===== TASK DATA

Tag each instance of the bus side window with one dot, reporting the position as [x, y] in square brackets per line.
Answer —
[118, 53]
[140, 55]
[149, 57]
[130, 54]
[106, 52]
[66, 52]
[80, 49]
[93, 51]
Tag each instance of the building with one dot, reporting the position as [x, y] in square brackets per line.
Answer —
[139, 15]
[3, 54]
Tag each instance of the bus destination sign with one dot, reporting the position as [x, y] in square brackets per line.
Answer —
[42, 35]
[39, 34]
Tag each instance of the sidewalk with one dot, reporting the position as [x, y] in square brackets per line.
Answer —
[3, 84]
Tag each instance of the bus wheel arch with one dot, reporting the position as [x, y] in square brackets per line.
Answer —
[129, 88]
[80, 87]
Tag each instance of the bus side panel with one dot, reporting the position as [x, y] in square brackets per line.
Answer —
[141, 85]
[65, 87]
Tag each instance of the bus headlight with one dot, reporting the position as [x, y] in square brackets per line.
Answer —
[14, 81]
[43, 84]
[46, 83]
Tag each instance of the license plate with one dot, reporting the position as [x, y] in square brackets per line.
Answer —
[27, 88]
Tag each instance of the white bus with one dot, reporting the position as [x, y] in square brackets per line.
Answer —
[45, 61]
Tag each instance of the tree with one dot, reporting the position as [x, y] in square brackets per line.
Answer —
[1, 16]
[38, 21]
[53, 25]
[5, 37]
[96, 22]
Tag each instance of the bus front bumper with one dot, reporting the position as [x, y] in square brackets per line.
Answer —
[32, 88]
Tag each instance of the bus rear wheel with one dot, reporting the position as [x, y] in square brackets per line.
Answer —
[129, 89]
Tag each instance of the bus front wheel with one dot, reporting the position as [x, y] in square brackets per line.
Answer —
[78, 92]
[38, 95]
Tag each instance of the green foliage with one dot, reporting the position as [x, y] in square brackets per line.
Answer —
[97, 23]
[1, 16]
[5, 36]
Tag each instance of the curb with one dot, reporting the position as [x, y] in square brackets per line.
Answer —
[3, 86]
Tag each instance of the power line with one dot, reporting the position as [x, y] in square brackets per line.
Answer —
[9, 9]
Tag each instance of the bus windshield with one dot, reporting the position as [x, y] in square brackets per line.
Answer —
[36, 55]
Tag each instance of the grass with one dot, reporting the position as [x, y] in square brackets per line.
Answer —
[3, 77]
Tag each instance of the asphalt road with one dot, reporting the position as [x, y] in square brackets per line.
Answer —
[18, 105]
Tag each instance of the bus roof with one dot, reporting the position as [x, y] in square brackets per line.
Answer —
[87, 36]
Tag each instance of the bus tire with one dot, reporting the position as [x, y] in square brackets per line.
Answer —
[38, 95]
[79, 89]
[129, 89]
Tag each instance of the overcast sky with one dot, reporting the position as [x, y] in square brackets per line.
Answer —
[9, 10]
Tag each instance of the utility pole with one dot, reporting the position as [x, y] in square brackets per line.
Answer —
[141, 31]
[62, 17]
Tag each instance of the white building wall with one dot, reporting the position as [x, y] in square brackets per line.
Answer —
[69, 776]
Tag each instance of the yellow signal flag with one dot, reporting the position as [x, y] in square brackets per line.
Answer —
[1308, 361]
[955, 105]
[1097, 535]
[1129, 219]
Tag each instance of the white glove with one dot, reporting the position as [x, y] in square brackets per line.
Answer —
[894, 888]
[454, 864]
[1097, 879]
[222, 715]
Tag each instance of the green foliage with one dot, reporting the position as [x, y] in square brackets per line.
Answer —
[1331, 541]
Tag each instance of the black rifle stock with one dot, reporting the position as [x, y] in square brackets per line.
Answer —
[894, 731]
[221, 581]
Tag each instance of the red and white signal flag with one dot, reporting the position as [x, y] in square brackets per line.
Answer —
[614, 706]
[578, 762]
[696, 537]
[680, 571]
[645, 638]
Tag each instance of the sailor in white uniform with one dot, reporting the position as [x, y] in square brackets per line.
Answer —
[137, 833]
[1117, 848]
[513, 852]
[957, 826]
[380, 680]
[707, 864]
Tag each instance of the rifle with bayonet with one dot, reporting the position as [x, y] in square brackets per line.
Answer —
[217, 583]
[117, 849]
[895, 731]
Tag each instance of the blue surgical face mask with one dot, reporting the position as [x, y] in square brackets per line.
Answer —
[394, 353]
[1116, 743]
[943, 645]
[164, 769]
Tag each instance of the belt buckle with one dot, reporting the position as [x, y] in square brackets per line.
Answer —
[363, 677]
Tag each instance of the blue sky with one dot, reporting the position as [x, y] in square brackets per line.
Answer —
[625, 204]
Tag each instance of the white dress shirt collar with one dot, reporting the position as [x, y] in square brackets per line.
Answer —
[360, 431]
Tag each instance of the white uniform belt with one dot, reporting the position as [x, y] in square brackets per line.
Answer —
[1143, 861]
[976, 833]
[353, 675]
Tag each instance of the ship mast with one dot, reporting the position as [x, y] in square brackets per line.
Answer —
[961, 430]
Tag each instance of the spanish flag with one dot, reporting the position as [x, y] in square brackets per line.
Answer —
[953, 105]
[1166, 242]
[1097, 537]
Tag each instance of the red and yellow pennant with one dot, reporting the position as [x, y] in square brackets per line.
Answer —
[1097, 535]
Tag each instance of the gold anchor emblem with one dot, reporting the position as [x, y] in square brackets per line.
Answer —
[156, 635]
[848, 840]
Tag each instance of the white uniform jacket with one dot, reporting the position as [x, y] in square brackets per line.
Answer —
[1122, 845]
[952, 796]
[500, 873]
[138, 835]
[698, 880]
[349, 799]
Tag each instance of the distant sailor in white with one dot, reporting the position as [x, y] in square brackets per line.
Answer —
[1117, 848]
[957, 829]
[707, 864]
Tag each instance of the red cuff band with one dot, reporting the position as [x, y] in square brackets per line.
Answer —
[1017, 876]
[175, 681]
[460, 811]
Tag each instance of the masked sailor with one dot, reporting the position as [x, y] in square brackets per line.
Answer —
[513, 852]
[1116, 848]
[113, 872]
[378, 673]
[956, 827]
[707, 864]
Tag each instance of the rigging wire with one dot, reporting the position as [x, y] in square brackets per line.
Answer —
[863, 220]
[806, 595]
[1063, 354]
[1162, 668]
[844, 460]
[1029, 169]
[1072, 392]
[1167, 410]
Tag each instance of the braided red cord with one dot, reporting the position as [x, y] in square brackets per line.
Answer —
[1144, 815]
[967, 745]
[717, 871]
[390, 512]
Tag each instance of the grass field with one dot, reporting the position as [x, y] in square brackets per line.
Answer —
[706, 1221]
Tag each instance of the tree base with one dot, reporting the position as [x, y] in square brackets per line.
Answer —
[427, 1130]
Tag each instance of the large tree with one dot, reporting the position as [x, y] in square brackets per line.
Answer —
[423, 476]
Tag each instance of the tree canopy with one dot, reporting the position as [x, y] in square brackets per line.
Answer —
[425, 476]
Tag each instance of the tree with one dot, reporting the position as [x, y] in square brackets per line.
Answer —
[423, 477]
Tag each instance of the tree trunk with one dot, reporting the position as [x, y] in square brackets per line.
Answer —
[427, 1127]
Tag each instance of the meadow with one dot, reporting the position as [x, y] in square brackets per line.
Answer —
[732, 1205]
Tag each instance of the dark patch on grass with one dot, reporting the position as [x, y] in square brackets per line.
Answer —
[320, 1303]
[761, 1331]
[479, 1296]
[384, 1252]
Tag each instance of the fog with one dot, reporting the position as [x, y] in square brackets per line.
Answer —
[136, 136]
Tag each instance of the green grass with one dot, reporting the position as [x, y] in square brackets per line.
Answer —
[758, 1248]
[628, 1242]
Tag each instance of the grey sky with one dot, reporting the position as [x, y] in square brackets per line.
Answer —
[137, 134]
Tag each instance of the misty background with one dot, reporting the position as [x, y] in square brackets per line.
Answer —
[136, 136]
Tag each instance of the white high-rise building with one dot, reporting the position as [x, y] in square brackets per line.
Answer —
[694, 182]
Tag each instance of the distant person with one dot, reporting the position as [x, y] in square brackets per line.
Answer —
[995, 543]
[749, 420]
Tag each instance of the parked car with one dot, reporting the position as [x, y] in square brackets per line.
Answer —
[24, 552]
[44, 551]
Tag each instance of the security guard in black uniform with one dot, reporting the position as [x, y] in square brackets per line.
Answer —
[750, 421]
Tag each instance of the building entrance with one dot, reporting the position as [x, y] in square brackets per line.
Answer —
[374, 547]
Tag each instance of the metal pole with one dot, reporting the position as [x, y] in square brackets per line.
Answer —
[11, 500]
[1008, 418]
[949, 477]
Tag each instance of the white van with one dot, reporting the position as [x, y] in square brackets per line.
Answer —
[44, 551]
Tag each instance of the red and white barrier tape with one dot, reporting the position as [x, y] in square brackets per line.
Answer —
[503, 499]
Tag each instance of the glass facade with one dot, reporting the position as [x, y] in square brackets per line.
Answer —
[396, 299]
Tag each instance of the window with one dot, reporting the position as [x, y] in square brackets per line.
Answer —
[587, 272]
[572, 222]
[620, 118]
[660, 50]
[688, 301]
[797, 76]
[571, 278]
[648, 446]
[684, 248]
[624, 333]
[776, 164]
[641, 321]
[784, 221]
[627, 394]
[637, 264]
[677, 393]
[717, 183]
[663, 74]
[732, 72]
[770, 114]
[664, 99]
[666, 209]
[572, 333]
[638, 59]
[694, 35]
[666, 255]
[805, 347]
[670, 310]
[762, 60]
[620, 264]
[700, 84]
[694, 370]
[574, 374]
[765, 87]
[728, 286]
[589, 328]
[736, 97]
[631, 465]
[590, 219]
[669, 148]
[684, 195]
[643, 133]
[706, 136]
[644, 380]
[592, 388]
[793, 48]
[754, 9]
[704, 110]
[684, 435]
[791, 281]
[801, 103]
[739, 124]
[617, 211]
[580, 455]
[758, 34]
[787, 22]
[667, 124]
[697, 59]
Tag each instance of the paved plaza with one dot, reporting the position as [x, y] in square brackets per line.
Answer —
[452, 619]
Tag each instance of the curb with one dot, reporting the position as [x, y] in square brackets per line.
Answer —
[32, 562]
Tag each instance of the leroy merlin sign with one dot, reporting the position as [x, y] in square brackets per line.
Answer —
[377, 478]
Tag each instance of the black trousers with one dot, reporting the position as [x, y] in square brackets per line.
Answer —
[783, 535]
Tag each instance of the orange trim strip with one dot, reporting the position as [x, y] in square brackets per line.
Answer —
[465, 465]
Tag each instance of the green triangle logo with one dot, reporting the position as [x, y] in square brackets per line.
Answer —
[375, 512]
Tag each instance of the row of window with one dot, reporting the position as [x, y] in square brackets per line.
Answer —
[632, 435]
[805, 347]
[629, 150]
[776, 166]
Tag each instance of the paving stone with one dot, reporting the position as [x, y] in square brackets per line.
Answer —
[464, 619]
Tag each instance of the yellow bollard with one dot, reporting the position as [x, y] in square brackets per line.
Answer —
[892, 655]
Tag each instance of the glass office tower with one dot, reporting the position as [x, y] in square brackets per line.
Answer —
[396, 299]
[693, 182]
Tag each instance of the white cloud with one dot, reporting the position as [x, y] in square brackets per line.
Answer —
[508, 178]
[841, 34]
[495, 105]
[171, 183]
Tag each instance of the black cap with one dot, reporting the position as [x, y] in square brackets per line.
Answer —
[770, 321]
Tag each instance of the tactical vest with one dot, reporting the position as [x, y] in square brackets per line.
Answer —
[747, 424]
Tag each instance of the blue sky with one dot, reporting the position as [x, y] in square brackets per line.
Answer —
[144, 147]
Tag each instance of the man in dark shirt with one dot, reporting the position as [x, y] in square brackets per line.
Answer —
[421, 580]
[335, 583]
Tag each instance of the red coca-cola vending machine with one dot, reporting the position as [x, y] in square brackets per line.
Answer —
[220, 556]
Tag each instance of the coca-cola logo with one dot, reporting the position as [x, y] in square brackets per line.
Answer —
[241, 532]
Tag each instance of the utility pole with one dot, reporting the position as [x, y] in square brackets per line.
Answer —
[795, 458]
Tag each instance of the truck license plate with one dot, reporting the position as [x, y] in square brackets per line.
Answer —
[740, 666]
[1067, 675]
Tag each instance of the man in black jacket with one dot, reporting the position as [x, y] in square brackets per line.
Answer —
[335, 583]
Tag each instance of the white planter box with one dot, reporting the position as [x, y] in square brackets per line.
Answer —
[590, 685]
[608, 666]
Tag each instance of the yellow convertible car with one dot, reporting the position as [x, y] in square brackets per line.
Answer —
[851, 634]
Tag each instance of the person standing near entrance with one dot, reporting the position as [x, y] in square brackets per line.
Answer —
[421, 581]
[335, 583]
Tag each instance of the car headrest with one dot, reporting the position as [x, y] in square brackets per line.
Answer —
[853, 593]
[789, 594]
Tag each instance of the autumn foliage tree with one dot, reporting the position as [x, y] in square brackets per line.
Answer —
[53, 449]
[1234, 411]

==========

- TASK OBJECTIVE:
Rewrite the rows from the line containing "Tag each instance of the bus roof" to the line containing "[1129, 219]", both included, replacing "utility pole" with "telephone pole" and leaving everything else unchanged.

- FINISHED TASK:
Tag each instance of the bus roof with one dot, reporting the position as [x, y] in square brackets per line.
Answer —
[87, 36]
Tag each instance of the bus tire with one dot, reporting the position as [x, y] in square brackets per line.
Answer —
[38, 95]
[79, 89]
[129, 89]
Tag each instance of the overcast sky with one dot, reporting the position as [x, y] in square brackets per line.
Answer —
[9, 10]
Tag each instance of the telephone pole with one dot, reporting the position as [x, y] in square brackets per line.
Answer —
[141, 31]
[62, 17]
Tag each instance of the white building wall with one dot, reporting the position as [x, y] in square brackets per line.
Answer —
[69, 776]
Tag each instance of the yellow signal flag with one dot, reporting the position as [x, y] in square brackets per line.
Answer —
[1308, 361]
[955, 105]
[1097, 535]
[1129, 219]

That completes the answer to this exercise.